* begin MATERIAL PROVIDED *

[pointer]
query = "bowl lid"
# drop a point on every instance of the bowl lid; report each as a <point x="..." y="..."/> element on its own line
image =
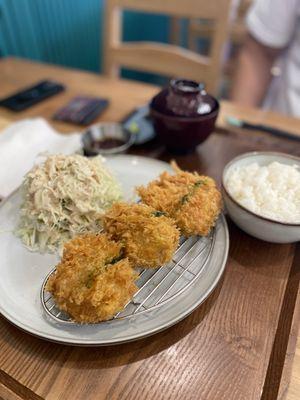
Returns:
<point x="184" y="98"/>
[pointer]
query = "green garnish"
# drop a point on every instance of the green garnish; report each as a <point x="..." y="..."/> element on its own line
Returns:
<point x="187" y="196"/>
<point x="90" y="280"/>
<point x="158" y="213"/>
<point x="184" y="199"/>
<point x="92" y="275"/>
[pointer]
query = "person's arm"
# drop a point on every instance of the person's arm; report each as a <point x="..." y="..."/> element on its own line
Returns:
<point x="253" y="73"/>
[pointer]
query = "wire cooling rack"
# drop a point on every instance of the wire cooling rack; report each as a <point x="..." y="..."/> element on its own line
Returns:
<point x="156" y="287"/>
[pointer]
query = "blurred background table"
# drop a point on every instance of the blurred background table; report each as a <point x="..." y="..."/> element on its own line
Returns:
<point x="232" y="347"/>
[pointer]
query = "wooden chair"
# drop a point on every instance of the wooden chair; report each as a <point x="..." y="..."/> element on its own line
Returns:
<point x="200" y="28"/>
<point x="165" y="59"/>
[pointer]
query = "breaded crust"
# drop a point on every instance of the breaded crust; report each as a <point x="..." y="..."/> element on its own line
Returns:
<point x="91" y="282"/>
<point x="150" y="238"/>
<point x="192" y="200"/>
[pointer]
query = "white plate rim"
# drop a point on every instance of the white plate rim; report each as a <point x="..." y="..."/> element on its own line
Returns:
<point x="53" y="338"/>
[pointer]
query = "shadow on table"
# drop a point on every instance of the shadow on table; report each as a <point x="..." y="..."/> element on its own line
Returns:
<point x="111" y="356"/>
<point x="268" y="259"/>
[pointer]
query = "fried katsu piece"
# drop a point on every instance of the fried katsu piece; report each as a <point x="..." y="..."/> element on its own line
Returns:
<point x="93" y="281"/>
<point x="149" y="237"/>
<point x="192" y="200"/>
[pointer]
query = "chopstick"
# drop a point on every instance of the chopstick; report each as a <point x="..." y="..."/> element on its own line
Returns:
<point x="260" y="127"/>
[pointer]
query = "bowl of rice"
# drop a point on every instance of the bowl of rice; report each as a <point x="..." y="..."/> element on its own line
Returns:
<point x="261" y="192"/>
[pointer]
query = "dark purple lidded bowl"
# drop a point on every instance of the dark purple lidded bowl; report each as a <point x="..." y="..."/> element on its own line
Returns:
<point x="184" y="115"/>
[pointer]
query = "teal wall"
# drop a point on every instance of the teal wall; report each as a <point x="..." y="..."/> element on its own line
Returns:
<point x="69" y="32"/>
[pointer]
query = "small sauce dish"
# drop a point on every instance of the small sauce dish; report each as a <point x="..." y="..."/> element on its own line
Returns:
<point x="106" y="138"/>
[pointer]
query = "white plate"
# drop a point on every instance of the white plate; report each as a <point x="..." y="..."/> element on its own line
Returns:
<point x="22" y="273"/>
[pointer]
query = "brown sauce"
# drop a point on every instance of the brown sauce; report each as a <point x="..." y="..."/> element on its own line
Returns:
<point x="108" y="143"/>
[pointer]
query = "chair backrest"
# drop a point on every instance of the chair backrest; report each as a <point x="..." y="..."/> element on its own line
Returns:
<point x="165" y="59"/>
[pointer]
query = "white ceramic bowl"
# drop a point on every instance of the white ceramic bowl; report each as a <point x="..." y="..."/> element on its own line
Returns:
<point x="258" y="226"/>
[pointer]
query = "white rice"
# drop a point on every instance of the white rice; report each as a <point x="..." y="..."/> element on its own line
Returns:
<point x="272" y="191"/>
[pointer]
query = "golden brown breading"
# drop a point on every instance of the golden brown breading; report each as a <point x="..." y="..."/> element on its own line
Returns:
<point x="192" y="200"/>
<point x="91" y="282"/>
<point x="149" y="237"/>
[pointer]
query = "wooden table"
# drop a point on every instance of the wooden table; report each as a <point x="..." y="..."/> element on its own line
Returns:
<point x="233" y="347"/>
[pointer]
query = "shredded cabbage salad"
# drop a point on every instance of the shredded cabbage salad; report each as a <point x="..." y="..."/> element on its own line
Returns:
<point x="62" y="197"/>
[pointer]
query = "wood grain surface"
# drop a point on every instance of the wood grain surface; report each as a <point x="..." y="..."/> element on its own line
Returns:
<point x="231" y="348"/>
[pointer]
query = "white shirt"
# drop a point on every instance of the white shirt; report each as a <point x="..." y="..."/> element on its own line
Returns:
<point x="276" y="23"/>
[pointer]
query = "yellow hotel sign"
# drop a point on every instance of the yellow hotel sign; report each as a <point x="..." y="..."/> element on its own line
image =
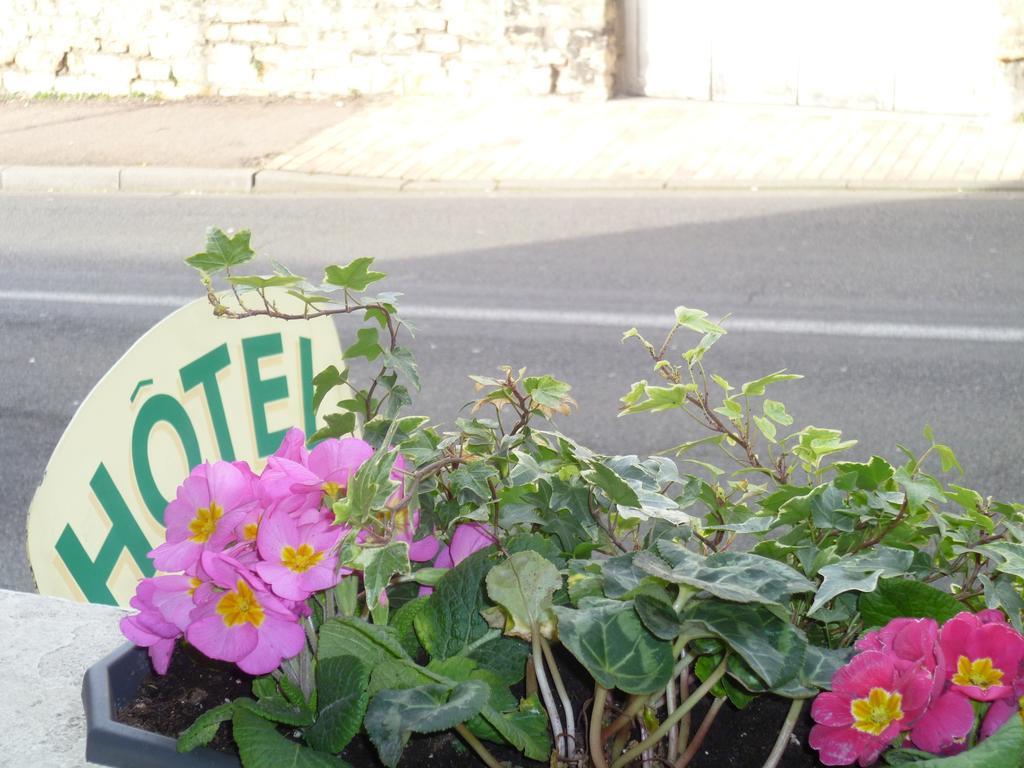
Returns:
<point x="194" y="388"/>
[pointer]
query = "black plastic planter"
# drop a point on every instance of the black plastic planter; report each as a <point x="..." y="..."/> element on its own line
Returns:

* end MATERIAL PROVIDED *

▸ WHAT YOU WILL DO:
Which lines in the rows above contain the word "shredded"? Report each such line in full, treating uppercase and lowercase letters as different.

▸ SOLUTION FOR THIS TASK:
query = "shredded cabbage salad"
# drop a point on every instance of the shredded cabbage salad; report each as a <point x="..." y="..."/> element on its own line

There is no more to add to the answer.